_Exercise requirements_.
(a) Copy out the whole catalog entry on the Pope's Cabinet without changing anything.
(b) Arrange the rows as a numbered list, starting at the first line of the rows and ending at the line that contains "x=535, y=174", both included. Leave out blank lines.

_Given passage_.
============================================================
The Pope's Cabinet
Unknown
Category
Furniture
Date
circa 1585 (the cabinet) - circa 1742 (the stand)
Materials
The cabinet: Ebony, gilt bronze and pietre dure, including: agate (banded, black and white, brown, grey, grey and white, moss, orange, pink, pink mottled), alabaster (Egyptian, fiorito, green, green Algerian, di Palombara, a pecorella, a tartaruga, white), amethyst (tinted with hematite), aventurine, bianco e nero antico, bloodstone, breccia (various), brocatello (Spanish), carnelian, chalcedony (green chrome, white), chrysoprase, citrine, coral, crystal (rock), emerald, garnet (alamandine), glass (Roman, blue [some fire damage]), jasper (di Barga, brown, dark brown, green, green and red, mottled green and brown, mottled red, mottled yellow, orange, red, red variegated, red and white, Sicilian, yellow, yellow and red), lapis lazuli, mother-of-pearl, onyx, paragone, paste (green, orange, purple, red, yellow), plasma (green), prase (green), quartz (smoky), sealing wax (once), semesanto (Skyros), serpentine (green and yellow, verde, yellow), serpentinite, smaragdite, turquoise, Verde di Prato. The stand: oak carcass veneered with mahogany, partly carved and gilded.
============================================================
_Extracted material_.
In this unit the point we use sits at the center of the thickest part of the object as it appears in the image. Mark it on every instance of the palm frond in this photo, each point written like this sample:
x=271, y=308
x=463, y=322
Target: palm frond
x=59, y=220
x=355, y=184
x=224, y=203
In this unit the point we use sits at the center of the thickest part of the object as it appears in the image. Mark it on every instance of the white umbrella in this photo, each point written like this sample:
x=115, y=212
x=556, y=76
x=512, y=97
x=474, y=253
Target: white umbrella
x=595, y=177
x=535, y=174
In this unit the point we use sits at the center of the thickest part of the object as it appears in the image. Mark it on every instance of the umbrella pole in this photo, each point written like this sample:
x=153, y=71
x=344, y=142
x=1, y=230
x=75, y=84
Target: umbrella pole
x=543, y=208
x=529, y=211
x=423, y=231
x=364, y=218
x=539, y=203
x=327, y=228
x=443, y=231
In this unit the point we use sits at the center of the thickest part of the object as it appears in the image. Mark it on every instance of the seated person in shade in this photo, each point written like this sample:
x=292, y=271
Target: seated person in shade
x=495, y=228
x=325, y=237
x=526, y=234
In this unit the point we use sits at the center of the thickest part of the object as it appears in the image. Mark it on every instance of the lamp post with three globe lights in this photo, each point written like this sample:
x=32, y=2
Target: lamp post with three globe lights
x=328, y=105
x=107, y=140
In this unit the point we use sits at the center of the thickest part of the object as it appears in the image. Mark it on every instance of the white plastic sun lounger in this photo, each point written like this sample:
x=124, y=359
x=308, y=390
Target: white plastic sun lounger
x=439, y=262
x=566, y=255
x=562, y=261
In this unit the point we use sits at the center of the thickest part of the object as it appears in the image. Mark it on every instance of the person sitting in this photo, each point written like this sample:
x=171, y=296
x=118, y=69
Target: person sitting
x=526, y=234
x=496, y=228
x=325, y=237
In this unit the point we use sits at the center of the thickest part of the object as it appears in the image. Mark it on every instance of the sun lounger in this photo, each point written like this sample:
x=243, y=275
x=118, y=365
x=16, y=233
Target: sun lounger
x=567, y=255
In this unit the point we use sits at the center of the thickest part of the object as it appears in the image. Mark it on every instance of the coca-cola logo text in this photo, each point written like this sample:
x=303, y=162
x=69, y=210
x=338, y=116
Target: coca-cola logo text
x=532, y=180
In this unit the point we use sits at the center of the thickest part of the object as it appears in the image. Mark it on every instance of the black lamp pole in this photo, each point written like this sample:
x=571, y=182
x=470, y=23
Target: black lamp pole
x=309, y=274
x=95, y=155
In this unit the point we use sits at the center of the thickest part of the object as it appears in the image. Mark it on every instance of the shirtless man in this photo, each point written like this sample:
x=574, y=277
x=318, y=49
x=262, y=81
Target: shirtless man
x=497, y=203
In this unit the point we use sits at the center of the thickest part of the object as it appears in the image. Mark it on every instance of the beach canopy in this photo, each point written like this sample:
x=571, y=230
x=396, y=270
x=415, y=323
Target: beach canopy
============================================================
_Final results_.
(a)
The Pope's Cabinet
Unknown
Category
Furniture
Date
circa 1585 (the cabinet) - circa 1742 (the stand)
Materials
The cabinet: Ebony, gilt bronze and pietre dure, including: agate (banded, black and white, brown, grey, grey and white, moss, orange, pink, pink mottled), alabaster (Egyptian, fiorito, green, green Algerian, di Palombara, a pecorella, a tartaruga, white), amethyst (tinted with hematite), aventurine, bianco e nero antico, bloodstone, breccia (various), brocatello (Spanish), carnelian, chalcedony (green chrome, white), chrysoprase, citrine, coral, crystal (rock), emerald, garnet (alamandine), glass (Roman, blue [some fire damage]), jasper (di Barga, brown, dark brown, green, green and red, mottled green and brown, mottled red, mottled yellow, orange, red, red variegated, red and white, Sicilian, yellow, yellow and red), lapis lazuli, mother-of-pearl, onyx, paragone, paste (green, orange, purple, red, yellow), plasma (green), prase (green), quartz (smoky), sealing wax (once), semesanto (Skyros), serpentine (green and yellow, verde, yellow), serpentinite, smaragdite, turquoise, Verde di Prato. The stand: oak carcass veneered with mahogany, partly carved and gilded.

(b)
1. In this unit the point we use sits at the center of the thickest part of the object as it appears in the image. Mark it on every instance of the palm frond in this photo, each point written like this sample:
2. x=271, y=308
3. x=463, y=322
4. Target: palm frond
5. x=59, y=220
6. x=355, y=184
7. x=224, y=203
8. In this unit the point we use sits at the center of the thickest part of the object as it appears in the image. Mark it on every instance of the white umbrella in this photo, each point written like this sample:
9. x=115, y=212
10. x=556, y=76
11. x=512, y=97
12. x=474, y=253
13. Target: white umbrella
14. x=595, y=177
15. x=535, y=174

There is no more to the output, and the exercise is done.